Reproduce the lines below verbatim, beginning with the line that contains "e.g. [(545, 35)]" and continuing through the line that contains "[(353, 287)]", with both of those lines included. Leave the pictures out of your copy.

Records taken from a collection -
# # # # # # #
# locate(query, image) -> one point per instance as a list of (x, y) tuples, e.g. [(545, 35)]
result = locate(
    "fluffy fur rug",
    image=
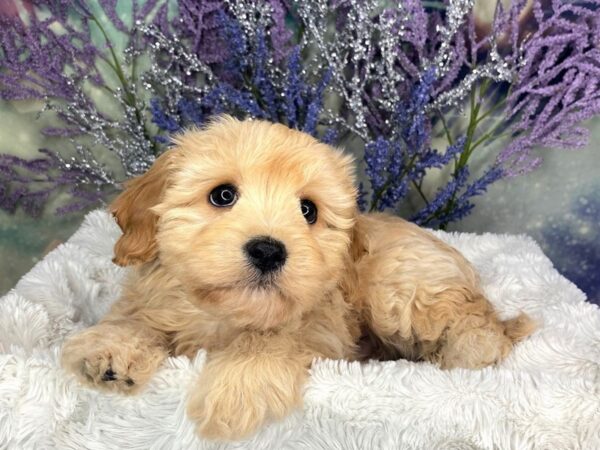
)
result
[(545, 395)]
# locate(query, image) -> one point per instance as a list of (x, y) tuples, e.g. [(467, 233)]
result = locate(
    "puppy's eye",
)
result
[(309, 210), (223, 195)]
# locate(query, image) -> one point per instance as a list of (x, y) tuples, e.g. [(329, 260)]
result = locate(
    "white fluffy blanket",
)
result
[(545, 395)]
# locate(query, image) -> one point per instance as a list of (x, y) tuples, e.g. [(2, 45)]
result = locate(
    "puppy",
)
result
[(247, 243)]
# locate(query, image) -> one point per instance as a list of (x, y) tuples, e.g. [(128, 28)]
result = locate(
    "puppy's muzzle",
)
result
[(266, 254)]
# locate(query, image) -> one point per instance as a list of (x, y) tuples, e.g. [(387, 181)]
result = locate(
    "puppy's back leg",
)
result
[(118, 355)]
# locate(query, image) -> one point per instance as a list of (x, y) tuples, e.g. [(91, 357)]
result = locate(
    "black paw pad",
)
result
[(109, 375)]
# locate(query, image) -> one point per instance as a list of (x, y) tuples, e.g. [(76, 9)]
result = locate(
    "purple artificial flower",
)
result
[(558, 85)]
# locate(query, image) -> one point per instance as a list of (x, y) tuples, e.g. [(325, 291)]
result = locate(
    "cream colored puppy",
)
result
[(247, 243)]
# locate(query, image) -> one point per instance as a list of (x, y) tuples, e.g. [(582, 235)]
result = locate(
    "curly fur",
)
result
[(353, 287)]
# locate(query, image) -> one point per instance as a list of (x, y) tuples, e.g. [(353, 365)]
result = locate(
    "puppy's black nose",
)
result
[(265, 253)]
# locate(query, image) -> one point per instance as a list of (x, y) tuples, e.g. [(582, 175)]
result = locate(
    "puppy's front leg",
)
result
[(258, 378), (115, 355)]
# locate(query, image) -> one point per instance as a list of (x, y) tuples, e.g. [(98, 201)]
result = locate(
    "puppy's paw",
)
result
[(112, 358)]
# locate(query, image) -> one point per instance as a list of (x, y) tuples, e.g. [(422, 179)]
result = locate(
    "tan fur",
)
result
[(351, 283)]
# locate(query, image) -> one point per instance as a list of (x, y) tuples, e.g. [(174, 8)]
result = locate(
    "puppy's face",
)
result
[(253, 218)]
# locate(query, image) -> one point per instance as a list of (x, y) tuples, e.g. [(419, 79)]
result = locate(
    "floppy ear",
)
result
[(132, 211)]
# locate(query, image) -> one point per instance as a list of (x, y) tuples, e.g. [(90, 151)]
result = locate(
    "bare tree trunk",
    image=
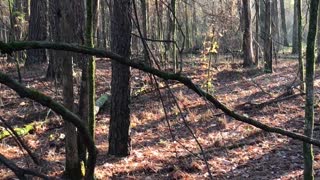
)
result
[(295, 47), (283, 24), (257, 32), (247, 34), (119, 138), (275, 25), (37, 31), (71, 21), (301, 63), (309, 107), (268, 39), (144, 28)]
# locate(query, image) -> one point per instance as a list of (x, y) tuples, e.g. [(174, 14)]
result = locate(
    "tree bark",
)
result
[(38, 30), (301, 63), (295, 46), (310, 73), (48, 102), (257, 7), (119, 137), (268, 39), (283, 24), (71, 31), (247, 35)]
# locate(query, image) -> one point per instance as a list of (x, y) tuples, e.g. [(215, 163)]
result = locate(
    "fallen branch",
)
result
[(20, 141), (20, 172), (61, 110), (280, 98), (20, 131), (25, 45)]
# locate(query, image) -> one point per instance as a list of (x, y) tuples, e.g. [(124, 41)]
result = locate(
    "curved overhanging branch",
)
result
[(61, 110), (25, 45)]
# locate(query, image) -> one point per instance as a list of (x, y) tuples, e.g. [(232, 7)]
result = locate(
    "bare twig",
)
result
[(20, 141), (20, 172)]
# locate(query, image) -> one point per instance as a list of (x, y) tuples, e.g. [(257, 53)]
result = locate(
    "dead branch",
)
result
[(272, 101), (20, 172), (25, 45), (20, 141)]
# # # # # # #
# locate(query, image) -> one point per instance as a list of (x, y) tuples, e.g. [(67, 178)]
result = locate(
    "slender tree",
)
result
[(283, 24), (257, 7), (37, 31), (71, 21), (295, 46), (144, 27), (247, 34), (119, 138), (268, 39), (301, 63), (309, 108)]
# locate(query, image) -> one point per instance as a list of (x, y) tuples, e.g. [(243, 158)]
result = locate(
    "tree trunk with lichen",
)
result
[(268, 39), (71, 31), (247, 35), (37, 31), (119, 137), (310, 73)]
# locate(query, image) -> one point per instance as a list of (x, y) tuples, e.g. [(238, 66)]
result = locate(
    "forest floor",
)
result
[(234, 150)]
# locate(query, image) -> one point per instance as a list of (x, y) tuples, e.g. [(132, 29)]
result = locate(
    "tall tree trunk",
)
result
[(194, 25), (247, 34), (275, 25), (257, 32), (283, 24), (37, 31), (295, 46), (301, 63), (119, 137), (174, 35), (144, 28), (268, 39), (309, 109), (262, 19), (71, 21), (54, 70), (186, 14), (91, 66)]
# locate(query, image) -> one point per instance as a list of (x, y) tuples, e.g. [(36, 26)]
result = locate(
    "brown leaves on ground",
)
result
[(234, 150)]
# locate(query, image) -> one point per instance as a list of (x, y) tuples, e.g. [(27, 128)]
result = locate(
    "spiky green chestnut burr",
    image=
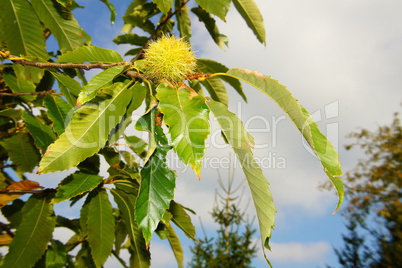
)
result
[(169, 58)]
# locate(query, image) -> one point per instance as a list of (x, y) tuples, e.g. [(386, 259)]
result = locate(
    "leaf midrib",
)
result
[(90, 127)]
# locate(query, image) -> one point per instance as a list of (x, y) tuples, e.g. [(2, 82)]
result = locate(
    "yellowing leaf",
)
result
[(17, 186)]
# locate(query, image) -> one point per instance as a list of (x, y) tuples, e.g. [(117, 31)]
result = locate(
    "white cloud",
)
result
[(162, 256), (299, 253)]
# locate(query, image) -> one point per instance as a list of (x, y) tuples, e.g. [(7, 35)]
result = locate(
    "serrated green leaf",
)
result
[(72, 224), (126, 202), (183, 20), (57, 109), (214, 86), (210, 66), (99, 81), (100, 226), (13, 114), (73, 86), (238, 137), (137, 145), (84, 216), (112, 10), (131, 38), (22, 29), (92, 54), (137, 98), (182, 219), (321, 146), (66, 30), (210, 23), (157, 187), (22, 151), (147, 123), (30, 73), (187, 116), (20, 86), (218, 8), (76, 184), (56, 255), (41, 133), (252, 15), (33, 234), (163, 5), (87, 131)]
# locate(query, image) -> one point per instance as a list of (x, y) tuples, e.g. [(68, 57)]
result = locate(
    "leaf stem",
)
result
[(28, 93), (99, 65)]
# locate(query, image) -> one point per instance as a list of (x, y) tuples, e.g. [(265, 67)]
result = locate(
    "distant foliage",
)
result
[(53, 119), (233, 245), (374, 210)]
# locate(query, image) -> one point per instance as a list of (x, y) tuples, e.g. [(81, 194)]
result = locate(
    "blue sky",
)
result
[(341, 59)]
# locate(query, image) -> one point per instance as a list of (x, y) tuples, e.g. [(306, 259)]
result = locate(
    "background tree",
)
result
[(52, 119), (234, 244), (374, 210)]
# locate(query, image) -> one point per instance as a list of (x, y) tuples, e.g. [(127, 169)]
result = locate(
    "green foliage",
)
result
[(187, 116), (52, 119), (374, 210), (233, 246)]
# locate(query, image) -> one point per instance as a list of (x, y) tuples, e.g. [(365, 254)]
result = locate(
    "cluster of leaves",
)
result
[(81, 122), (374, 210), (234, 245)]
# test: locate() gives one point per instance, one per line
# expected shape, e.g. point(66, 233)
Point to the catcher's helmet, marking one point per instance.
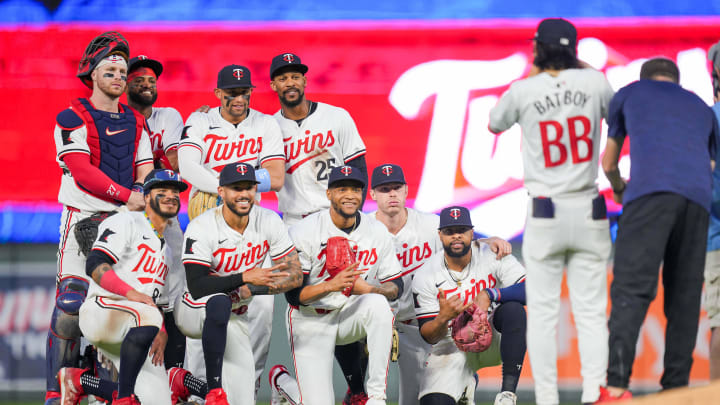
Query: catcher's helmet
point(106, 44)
# # # # # # #
TASK RESPONSE -
# locate(query, image) -> one point per instance as a list of (x, y) tuples, e.g. [(545, 35)]
result = locate(
    "fluffy fur rug",
    image=
)
result
[(545, 395)]
# locate(query, image) -> one point per instance as a list of (x, y) tuples, e.g. [(467, 233)]
result = locate(
    "puppy's eye",
)
result
[(309, 210), (223, 195)]
# locate(query, image) -> one point per instance as a list of (x, y) tuples, e.g. [(329, 260)]
result = locate(
    "white fluffy blanket",
)
result
[(545, 395)]
# locate(query, image) -> one point per instance as a list of (x, y) tuples, e.g. [(2, 45)]
result = locate(
    "puppy",
)
result
[(247, 243)]
# locate(query, image) -> one point per instance as a list of (x, y) tuples, e.g. [(128, 28)]
result = locate(
    "puppy's muzzle",
)
result
[(266, 254)]
# locate(query, image) -> one point per instance as a list of (x, y) tuples, e.g. [(387, 181)]
result = locate(
    "puppy's back leg",
)
result
[(118, 355)]
# locate(query, image) -> one point per instance as a list of (x, y) tuples, e.g. [(91, 357)]
result = locate(
    "black paw pad",
)
result
[(109, 375)]
# locate(query, image) -> one point per instance as a list of (x, y) tuples, e.g. [(76, 9)]
result = locate(
    "purple artificial flower",
)
result
[(558, 85)]
# locate(query, image) -> one point per instance as a list of (x, y) tuples, e.g. [(325, 291)]
result = locate(
    "cream colored puppy",
)
result
[(247, 243)]
# locate(query, image) -> one point per instance as a list of (x, y) tuples, e.g. [(582, 235)]
result = locate(
    "curly fur",
)
result
[(353, 287)]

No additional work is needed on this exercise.